**Exercise aim:** Copy out the following lines word for word, omitting the pictures.

= = = = = = =

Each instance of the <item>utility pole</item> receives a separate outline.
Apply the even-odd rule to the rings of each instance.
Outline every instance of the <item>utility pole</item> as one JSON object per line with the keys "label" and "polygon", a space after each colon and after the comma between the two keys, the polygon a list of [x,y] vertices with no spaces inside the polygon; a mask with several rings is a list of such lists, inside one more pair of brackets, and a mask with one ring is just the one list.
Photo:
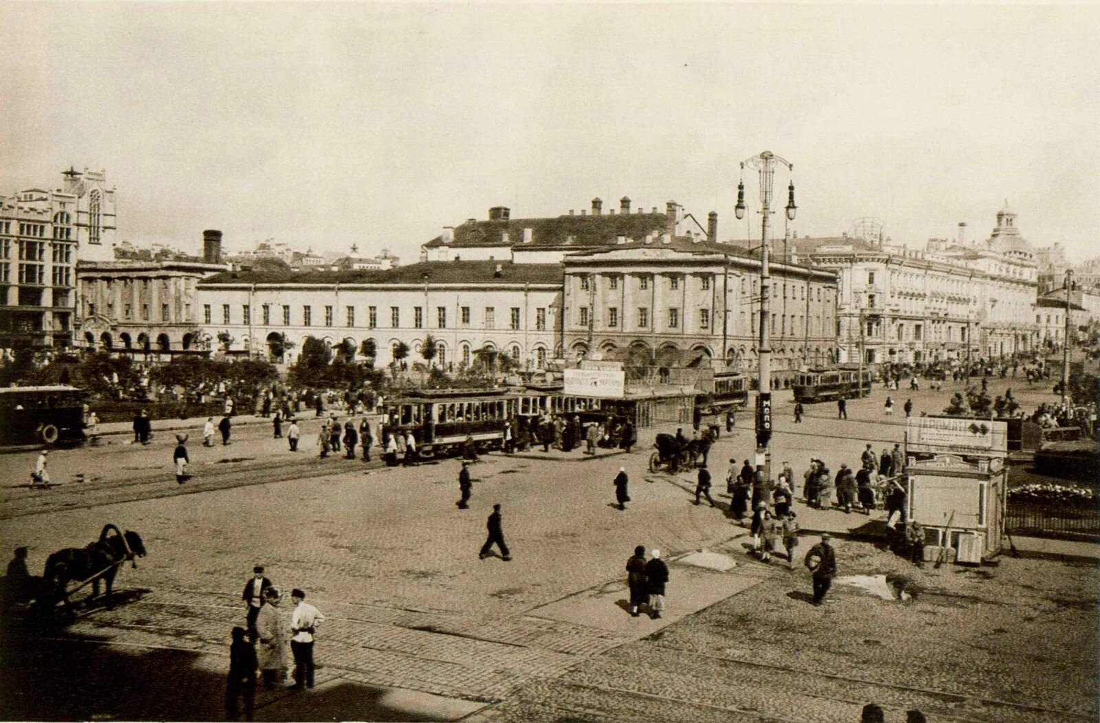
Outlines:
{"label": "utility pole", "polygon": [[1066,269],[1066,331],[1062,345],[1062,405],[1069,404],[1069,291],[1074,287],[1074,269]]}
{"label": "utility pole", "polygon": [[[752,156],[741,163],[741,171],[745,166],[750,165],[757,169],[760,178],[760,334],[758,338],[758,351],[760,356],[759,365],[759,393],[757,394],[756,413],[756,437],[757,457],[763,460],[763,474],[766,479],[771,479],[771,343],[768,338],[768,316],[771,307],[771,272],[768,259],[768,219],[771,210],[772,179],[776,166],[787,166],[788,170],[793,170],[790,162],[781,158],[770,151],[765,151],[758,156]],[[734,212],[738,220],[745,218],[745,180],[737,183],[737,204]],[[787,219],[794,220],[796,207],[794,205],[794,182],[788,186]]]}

= = = = = = =

**Answer to this exercise:**
Each instance of the <item>utility pole</item> receives a separate outline.
Apply the even-odd rule to the rings of each instance.
Outline every instance of the <item>utility pole</item> as one JSON object per line with the keys "label" and "polygon", a space after each colon and after the comma between the two keys, the polygon a list of [x,y] vertices with no spaces inside the polygon; a mask with several rings is a list of such lists, inside one more pair of brackets, and a mask with one ring is just the one list.
Photo:
Outlines:
{"label": "utility pole", "polygon": [[1066,269],[1066,331],[1062,345],[1062,405],[1069,404],[1069,291],[1074,287],[1074,269]]}
{"label": "utility pole", "polygon": [[[752,156],[741,163],[741,171],[745,166],[750,165],[757,169],[760,178],[760,334],[758,338],[758,351],[760,356],[759,365],[759,393],[757,394],[756,413],[756,437],[757,457],[763,460],[763,474],[766,479],[771,479],[771,343],[768,338],[768,316],[771,307],[771,272],[768,259],[768,219],[771,210],[772,179],[776,166],[787,166],[788,170],[793,170],[790,162],[781,158],[770,151],[765,151],[758,156]],[[734,212],[738,220],[745,218],[745,180],[737,183],[737,204]],[[787,219],[794,220],[796,207],[794,205],[794,182],[788,186]]]}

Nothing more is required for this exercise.